### SOURCE DATA
----------------

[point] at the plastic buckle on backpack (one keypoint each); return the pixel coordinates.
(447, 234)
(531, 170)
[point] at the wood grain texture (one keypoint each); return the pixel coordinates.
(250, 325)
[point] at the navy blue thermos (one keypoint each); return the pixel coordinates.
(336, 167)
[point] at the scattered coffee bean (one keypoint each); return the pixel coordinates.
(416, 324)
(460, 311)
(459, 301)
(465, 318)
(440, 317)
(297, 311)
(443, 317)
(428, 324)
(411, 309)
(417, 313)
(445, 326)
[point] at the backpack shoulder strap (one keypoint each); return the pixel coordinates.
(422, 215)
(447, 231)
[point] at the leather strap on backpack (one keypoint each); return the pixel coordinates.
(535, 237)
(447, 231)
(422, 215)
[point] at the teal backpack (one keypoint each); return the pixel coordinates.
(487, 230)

----------------

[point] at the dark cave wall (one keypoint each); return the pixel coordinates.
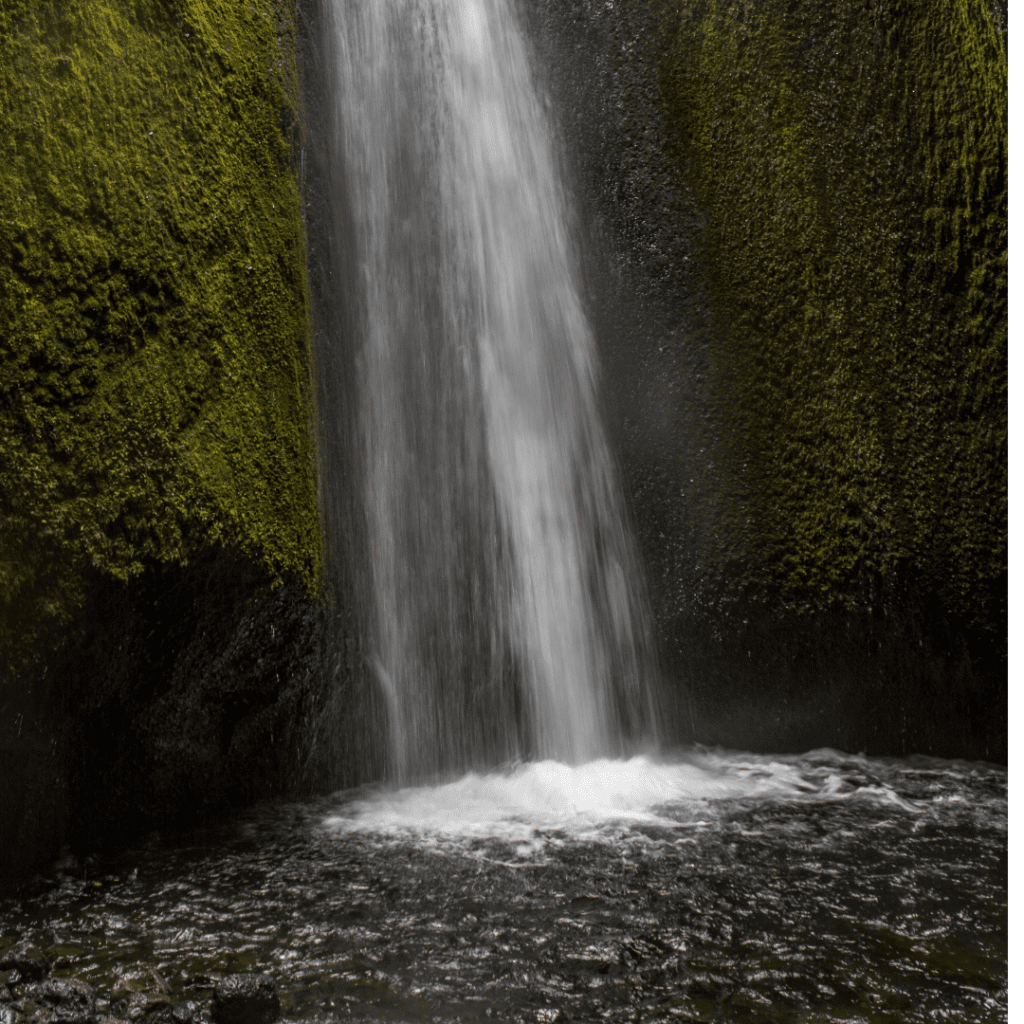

----------------

Count how many lines in the data above contain the string "backpack", treating uppercase and lowercase as different. Reply with the number alone.

4